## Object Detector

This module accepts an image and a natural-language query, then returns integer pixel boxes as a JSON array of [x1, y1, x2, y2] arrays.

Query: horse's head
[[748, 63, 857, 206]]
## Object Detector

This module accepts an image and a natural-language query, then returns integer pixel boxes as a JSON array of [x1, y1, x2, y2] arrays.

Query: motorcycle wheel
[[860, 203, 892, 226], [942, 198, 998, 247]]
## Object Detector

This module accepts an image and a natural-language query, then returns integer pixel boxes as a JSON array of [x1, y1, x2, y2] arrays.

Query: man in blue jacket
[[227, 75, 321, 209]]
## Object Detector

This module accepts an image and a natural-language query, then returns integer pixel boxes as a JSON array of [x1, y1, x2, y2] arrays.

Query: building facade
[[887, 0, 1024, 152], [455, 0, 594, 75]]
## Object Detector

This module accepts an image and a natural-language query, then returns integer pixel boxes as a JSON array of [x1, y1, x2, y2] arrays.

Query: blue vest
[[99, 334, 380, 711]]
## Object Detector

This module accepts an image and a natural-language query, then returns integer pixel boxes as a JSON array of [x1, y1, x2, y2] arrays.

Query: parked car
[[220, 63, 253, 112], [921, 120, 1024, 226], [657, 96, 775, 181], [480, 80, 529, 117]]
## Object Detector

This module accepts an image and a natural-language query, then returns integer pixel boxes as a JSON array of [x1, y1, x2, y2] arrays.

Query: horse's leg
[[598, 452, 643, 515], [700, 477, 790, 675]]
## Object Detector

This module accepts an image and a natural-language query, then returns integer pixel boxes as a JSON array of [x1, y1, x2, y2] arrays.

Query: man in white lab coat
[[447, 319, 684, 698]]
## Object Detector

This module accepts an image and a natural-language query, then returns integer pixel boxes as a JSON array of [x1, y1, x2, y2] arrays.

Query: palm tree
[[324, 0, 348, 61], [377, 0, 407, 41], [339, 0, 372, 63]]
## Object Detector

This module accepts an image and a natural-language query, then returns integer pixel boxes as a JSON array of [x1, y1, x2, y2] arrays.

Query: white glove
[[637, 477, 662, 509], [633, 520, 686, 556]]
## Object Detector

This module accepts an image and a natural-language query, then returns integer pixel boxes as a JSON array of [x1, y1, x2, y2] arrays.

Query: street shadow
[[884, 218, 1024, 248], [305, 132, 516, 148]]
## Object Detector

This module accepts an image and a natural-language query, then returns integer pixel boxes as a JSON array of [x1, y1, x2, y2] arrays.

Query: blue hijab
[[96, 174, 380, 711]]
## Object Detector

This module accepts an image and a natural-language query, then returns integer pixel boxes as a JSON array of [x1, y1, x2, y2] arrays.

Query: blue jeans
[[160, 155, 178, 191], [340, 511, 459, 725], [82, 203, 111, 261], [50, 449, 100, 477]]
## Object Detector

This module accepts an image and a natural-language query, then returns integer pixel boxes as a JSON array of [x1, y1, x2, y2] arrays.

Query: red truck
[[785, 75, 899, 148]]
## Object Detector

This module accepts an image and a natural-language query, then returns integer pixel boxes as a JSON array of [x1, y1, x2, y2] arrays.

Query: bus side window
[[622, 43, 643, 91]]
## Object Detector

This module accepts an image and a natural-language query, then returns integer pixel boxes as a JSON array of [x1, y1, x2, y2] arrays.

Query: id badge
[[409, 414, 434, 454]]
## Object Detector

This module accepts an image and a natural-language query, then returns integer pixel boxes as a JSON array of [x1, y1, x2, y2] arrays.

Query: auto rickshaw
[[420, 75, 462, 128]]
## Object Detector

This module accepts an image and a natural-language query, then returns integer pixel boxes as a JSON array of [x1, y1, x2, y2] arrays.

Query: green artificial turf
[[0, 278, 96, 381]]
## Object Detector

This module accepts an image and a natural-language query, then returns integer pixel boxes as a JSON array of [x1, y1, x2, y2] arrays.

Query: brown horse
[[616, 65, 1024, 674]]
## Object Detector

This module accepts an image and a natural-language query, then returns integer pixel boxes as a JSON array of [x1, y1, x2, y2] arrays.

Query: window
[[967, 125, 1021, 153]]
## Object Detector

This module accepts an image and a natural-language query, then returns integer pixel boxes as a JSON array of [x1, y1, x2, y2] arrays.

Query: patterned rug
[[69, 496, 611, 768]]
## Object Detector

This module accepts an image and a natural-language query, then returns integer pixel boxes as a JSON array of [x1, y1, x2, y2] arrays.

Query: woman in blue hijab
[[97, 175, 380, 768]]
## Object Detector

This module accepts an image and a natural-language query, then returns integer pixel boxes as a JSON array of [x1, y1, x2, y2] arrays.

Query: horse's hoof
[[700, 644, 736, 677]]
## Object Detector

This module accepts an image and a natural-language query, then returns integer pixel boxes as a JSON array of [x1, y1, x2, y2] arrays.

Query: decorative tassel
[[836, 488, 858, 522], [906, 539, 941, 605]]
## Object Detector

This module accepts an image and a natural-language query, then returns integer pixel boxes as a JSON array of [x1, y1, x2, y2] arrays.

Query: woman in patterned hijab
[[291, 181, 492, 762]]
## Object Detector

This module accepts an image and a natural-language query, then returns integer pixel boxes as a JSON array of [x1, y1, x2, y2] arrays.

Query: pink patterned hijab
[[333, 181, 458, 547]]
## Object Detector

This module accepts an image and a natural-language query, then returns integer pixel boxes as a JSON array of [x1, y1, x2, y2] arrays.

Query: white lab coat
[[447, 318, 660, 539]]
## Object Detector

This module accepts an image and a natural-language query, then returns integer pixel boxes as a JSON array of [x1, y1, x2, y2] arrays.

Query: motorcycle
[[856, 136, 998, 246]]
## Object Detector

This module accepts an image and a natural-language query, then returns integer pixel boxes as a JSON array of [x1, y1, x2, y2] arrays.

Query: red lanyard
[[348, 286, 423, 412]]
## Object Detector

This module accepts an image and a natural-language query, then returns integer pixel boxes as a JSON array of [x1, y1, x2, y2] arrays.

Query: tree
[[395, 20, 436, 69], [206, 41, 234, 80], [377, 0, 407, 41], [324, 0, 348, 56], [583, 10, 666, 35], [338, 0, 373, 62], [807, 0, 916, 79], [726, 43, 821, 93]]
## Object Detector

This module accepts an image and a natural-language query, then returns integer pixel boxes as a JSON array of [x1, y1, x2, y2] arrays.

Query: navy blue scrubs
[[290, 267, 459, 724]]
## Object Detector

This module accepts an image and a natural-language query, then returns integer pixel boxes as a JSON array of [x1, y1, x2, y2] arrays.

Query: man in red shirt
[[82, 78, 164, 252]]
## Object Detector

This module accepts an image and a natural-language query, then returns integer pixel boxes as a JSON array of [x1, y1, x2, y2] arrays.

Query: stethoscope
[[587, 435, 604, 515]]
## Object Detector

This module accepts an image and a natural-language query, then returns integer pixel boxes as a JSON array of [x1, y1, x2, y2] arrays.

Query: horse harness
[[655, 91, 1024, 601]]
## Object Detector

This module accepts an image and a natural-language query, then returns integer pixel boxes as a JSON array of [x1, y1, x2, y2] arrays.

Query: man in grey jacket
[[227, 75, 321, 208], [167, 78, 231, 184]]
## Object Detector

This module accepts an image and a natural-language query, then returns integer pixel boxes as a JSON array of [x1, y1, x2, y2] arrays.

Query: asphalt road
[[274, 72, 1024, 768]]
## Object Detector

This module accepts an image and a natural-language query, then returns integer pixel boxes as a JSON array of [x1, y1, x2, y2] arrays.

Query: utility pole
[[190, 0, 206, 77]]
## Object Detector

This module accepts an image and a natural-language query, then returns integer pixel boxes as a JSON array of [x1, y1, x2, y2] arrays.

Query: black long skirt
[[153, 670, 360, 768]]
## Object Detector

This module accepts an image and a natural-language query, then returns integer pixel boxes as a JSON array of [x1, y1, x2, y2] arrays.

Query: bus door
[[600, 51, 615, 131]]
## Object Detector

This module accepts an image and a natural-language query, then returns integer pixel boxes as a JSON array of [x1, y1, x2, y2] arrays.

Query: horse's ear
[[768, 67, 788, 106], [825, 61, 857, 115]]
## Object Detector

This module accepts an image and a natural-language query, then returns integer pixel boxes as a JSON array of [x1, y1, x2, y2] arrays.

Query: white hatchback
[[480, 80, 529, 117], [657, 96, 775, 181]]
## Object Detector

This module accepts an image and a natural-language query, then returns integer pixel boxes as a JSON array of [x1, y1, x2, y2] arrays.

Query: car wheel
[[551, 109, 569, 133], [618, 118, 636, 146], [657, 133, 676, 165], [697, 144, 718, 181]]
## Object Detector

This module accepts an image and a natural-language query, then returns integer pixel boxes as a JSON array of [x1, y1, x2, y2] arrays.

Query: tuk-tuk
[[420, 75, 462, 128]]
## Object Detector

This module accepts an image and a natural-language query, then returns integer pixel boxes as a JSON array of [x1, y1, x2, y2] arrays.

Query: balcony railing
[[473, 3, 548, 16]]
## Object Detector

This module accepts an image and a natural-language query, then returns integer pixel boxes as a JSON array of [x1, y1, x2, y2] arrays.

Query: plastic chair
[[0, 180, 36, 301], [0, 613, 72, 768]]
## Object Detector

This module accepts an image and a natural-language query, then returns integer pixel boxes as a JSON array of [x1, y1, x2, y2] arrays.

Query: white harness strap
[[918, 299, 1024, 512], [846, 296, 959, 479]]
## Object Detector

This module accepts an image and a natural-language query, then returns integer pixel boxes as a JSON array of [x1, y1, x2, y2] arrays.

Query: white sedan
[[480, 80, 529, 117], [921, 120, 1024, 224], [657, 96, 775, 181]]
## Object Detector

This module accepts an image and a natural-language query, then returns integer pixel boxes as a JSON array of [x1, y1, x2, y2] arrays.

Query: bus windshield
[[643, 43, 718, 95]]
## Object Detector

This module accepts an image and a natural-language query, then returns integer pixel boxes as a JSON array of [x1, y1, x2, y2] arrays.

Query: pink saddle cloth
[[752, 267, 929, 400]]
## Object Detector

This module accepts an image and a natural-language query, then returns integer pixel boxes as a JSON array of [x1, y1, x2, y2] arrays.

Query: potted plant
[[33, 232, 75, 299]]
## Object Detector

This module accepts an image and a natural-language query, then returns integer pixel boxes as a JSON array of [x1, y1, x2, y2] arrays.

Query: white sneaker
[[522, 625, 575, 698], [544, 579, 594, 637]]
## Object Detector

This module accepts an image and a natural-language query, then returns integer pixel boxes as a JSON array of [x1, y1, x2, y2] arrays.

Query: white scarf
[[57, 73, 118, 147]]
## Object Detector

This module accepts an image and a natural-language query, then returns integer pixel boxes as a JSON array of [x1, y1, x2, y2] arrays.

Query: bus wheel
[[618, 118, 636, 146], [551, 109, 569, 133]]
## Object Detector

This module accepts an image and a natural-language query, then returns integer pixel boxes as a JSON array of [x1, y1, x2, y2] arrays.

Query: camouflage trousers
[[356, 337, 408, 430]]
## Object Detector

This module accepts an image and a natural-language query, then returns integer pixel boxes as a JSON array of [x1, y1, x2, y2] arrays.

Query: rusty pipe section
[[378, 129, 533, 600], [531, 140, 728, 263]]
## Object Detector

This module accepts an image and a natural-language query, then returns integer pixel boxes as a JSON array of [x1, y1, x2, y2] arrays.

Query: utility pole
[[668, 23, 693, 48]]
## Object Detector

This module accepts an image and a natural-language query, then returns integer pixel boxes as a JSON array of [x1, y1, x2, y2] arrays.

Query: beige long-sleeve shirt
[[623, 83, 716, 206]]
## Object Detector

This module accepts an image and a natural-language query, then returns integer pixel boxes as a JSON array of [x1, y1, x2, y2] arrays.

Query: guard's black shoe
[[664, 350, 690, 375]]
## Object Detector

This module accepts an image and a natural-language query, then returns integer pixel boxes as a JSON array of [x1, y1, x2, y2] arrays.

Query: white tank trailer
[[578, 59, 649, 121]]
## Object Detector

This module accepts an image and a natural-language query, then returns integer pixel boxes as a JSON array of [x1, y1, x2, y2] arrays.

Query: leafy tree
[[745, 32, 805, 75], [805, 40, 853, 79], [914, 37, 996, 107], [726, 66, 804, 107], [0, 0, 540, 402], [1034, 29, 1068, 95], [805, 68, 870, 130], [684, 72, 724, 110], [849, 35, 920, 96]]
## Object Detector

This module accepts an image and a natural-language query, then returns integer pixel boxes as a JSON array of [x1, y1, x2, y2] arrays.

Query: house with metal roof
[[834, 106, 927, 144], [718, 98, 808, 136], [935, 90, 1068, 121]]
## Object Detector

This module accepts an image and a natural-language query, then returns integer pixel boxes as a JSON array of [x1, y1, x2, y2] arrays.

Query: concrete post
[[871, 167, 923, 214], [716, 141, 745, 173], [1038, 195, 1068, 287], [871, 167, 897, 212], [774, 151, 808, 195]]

----------------------------------------

REQUEST: Shift every bounding-box coordinate by -145 in everything from the start of the records down to the line containing "[[598, 452, 643, 515], [700, 477, 790, 675]]", both ends included. Reproduce all other text in that span unchanged.

RESULT:
## Object Detector

This module accepts an image and a natural-language query, then returns integer pixel boxes as a JSON array of [x1, y1, x2, y2] arrays.

Query: horse's head
[[603, -82, 712, 61]]
## Object Detector

This module accepts an image and a natural-language query, then returns integer pixel boxes as a JSON array of [x1, y1, x2, y2] arrays.

Query: motorcycle wheel
[[715, 58, 747, 81], [797, 53, 853, 102]]
## Object Detector

This module accepts an image and a natural-language query, then returns integer pixel boxes as a JSON array of [x1, y1, x2, y2] arrays.

Query: man in blue jacket
[[82, -70, 176, 64]]
## Object Detector

This module accepts an image and a natural-language query, then returns integer pixel boxes as a JSON array of [x1, y1, x2, y2] arrays.

Query: building facade
[[742, -145, 879, 7], [310, -145, 449, -70]]
## Object Detector

This module accepts an image and a natural-language query, then returns integer pixel boxes as a JSON array of [x1, y1, x2, y2] arrays.

Query: blue vest
[[-46, 189, 235, 566]]
## Object Detector

This module accepts an image and a natural-language query, then returns integer pixel boxes as a JSON array of [x1, y1, x2, y2] arrays.

Query: parked car
[[75, -82, 108, -33], [776, -25, 879, 81], [512, -49, 630, 36], [335, -65, 384, -28]]
## Object Detector

This module accepts an image and a natural-language query, then returns integer pixel boxes as a JSON array of [x1, y1, x2, y2] arrays.

Query: horse's leg
[[453, 307, 498, 370], [555, 332, 645, 530]]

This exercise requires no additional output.